Check your understanding =>
1. Using the text on outsourcing church staff, decide whether each statement below agrees with it. Answer yes or no for each, and quote the words from the text that decide it.
(a) Most outsourced contract workers work in the church office every day.
(b) Periodic phone or Zoom talks between in-office and outsourced staff can help close the relationship gap.
(c) Finances and graphic design are among the administrative tasks that church members might take on.
2. Continue the text on outsourcing church staff from the point where it stops.
═════ Text provided ═════
Most part-time or outsourced contract workers do not work in the church office, relating daily with the rest of the church staff. That daily and weekly interaction on both the personal and professional level is missing. Outsourced workers also are not experiencing in “real-time” the ministry rhythms that occur daily and seasonal. More intentional communication, whether by email, phone, or periodic Zoom calls, is a necessity if outsourcing becomes a part of your congregational DNA.
5. Outsourcing staff requires building staff relationships in a more intentional fashion.
Church staff members often think of themselves as a team. But how do we build a team when team members live in various states or seldom have a reason to be present in person for ministry responsibilities? Or do we need to give ourselves permission – both in-office team members and those outsourced staff working remotely – to acknowledge that the dynamics of our relationships will be different given a new arrangement of church staff locations? Naming “what is” and living as transparently and realistically as a church staff will be a key requirement of a ministry team embracing outsourcing of staff as a new norm. Encouraging periodic phone or Zoom conversations between in-office and outsourced staff can bridge the relationship gap on a deeper level.
6. Outsourcing staff allows church members to leverage their gifts of time and expertise.
Like most organizations and businesses, churches are learning to do more with less. Sometimes the financial resources do not permit the hiring of full-time staff or perhaps even outsourcing a particular area of ministry. Yet, many congregational participants have gifts and talents they use daily in their professional lives. Rather than invite a person to teach a class, participate in the music ministry, or serve in a community ministry, are there areas of ministry where churches can better leverage the talents of their members that they use in their professional work each day? Outsourcing of key areas of ministry, especially administrative tasks relating to property management and maintenance, finances, communications, and graphic design, represents possibilities that talented and dedicated lay leaders may wish to embrace as a part of their ministry to the life of the church.
7. Outsourcing staff invites new and creative ways to think “out of the box” with church staffing.
═════ Extracted entries ═════
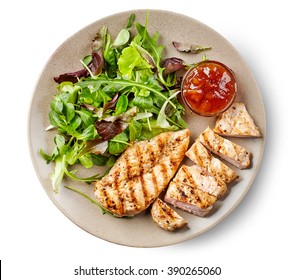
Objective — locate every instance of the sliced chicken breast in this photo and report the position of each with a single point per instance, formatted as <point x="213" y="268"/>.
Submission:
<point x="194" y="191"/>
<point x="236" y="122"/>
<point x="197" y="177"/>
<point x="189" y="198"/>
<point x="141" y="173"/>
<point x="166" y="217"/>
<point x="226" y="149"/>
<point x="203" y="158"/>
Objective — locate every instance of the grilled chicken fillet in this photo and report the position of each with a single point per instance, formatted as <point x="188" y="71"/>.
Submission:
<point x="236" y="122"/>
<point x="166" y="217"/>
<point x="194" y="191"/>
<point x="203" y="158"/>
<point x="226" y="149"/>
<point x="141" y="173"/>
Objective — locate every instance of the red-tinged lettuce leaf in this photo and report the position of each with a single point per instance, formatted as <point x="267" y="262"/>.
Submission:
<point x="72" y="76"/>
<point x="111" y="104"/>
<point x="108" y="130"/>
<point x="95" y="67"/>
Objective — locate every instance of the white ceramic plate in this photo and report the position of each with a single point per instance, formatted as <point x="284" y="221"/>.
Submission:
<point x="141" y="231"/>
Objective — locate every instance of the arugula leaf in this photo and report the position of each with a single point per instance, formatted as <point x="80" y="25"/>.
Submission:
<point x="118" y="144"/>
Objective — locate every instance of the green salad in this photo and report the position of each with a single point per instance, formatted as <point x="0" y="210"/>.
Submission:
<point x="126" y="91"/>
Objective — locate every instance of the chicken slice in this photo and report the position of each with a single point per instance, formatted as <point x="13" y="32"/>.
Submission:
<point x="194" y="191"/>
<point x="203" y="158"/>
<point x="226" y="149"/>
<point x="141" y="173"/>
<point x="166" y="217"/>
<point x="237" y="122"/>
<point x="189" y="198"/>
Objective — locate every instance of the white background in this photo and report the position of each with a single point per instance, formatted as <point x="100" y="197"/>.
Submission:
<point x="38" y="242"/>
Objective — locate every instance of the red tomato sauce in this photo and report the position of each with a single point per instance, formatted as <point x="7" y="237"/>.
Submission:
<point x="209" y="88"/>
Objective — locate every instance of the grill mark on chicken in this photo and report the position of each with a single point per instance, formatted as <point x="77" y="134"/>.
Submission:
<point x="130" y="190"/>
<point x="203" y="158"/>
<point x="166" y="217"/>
═════
═════ Extracted entries ═════
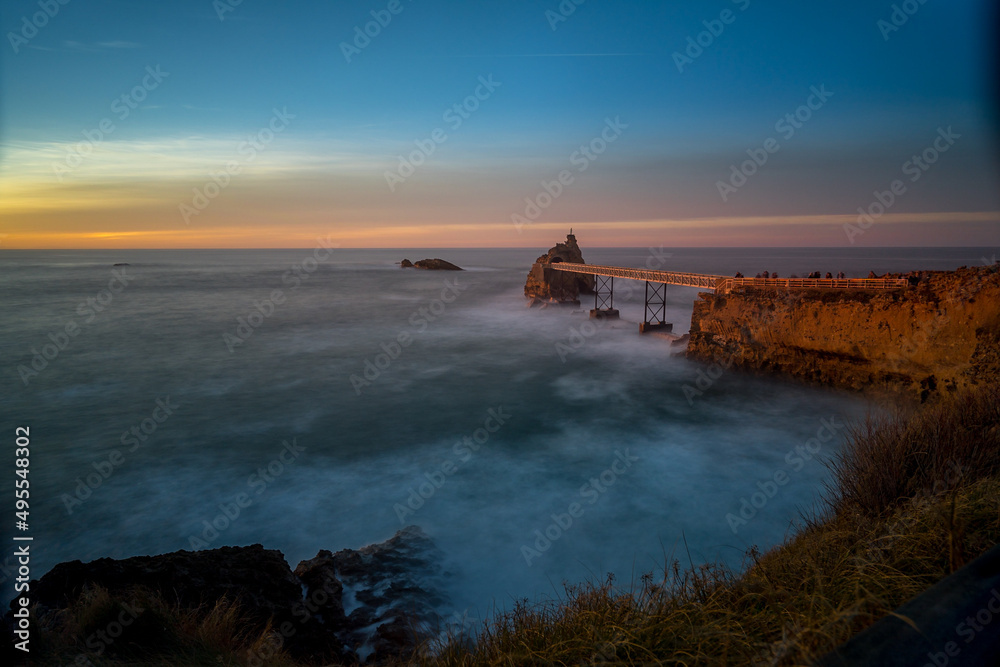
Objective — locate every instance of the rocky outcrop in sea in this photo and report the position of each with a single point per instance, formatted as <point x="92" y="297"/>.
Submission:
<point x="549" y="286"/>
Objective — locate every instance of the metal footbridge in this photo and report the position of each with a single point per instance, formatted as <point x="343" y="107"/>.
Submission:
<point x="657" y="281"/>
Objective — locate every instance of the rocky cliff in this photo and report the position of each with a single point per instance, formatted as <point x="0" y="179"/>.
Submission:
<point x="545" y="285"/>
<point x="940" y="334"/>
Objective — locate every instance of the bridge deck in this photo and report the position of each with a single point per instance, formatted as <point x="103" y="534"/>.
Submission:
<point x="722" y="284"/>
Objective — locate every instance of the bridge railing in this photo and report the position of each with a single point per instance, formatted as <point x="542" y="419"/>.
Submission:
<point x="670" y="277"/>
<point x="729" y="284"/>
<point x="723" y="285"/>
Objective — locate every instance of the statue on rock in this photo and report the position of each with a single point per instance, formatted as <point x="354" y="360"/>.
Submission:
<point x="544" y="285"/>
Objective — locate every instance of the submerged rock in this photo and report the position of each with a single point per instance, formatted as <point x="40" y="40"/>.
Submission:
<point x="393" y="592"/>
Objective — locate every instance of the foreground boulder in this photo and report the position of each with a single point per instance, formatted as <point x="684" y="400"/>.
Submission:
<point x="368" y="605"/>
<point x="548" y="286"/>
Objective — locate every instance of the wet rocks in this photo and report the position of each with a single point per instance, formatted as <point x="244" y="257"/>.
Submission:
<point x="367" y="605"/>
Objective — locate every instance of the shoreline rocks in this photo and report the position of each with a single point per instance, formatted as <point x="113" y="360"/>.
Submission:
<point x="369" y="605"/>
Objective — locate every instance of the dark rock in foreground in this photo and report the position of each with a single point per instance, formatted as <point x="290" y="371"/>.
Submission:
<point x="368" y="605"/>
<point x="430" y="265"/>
═════
Answers to the exercises =>
1.
(a) No: "Most part-time or outsourced contract workers do not work in the church office, relating daily with the rest of the church staff."
(b) Yes: "Encouraging periodic phone or Zoom conversations between in-office and outsourced staff can bridge the relationship gap on a deeper level."
(c) Yes: "especially administrative tasks relating to property management and maintenance, finances, communications, and graphic design"

2.
While I live in a city with approximately 100,000 people amid a major university, community college, medical center, and other large businesses and industries, most of eastern North Carolina is characterized by its rural nature. Both current statistics and future estimates suggest that the population in eastern North Carolina is and will decline dramatically over the next several decades. Young people are leaving these rural communities either for jobs or higher education opportunities, never to return to live in that community again as adults.
That reality impacts local congregations seeking to call full-time senior pastors and other ministerial or support staff in music and worship, spiritual formation, student and children’s ministry, senior adult ministry, and other administrative needs. While some rural churches have found ordained clergy willing to serve them bi-vocationally, that option is far and few between. Many smaller churches do not have the financial resources to fund a full-time pastor with a reasonable salary and benefits package reflective of a minister’s professional training and experience.
Why not think about outsourcing or contracting with one person to serve multiple, smaller congregations as senior pastors or the educational and student pastor? Historically, United Methodist churches have appointed pastors to serve multiple churches on a “two-point” or “three-point” charge. What would it look like in your setting to consider those options for your church struggling with finding needed ministerial or support staff? In what ways could your congregation partner with another church in sharing a ministerial or support staff person to provide ministry leadership for both congregations?
What new shifts in your thinking or imagining of your church staffing could happen now? How might some form of outsourcing those staffing needs be the right answer for your congregation?